▶ _Data supplied_
++++++

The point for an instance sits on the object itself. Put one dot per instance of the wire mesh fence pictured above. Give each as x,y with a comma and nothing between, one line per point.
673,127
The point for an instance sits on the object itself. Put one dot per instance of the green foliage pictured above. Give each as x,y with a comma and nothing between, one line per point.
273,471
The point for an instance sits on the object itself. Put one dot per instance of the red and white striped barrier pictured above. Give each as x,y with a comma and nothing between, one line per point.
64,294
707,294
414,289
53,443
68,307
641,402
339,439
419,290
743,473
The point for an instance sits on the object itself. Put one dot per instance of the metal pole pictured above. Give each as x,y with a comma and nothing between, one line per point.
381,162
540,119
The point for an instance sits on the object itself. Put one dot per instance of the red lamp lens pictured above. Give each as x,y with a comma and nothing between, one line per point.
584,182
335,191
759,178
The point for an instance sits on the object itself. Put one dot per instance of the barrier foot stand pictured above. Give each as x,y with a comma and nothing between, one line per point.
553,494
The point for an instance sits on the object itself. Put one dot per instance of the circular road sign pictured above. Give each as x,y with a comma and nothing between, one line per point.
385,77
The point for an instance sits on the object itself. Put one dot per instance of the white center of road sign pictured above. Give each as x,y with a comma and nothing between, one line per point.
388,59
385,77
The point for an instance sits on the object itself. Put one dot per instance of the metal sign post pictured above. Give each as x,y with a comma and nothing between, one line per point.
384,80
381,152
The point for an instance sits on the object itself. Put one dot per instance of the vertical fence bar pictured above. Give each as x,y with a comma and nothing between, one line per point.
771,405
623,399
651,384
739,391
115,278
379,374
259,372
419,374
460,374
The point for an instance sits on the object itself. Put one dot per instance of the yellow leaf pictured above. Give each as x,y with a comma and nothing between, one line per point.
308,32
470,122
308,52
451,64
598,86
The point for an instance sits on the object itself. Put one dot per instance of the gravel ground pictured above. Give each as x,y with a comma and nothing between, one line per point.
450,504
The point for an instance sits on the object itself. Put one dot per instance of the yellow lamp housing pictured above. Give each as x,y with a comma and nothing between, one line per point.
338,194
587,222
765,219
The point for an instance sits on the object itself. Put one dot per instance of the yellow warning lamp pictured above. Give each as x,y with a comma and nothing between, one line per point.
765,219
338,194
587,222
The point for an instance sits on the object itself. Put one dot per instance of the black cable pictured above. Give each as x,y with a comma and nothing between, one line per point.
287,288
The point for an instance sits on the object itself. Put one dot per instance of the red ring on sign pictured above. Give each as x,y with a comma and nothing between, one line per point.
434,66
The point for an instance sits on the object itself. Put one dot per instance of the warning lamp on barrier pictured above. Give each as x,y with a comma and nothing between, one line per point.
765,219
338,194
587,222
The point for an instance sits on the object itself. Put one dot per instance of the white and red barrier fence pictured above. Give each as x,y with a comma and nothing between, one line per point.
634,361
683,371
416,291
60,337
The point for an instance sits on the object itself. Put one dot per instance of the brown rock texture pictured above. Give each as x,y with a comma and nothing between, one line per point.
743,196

++++++

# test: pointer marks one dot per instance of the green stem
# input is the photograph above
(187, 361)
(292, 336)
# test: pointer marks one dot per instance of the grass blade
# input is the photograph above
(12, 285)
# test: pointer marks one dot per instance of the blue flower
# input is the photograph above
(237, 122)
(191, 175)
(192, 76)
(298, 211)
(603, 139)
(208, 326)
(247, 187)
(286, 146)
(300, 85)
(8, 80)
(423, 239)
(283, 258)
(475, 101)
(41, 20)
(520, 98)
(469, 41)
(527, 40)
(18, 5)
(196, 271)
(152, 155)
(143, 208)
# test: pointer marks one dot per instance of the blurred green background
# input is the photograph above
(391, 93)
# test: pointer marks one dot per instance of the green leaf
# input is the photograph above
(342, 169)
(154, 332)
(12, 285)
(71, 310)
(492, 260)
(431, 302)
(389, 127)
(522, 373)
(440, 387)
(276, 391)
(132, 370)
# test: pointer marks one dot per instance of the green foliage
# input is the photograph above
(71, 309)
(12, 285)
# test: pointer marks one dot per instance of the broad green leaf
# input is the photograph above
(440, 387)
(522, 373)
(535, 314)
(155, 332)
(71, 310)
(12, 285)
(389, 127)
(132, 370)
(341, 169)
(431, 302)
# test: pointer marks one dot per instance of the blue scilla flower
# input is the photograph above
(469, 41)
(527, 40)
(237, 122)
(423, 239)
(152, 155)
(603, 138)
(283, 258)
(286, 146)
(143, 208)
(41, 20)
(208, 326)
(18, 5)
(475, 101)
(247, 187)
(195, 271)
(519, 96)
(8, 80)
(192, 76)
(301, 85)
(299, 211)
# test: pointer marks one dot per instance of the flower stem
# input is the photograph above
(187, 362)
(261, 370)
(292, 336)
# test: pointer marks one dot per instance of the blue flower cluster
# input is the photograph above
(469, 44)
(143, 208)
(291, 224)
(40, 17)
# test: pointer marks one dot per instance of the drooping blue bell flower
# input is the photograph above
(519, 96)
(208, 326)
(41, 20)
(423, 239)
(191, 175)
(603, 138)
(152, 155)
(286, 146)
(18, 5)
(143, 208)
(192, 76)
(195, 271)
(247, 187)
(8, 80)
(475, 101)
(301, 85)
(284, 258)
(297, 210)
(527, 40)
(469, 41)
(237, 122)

++++++

▶ _Exercise details_
Look through the entries for the string "stem". Every line that has it belongs in the answer.

▶ _Answer section_
# test: pointer marks one dot per instance of the green stem
# test: pointer marks one dot per instance of the flower stem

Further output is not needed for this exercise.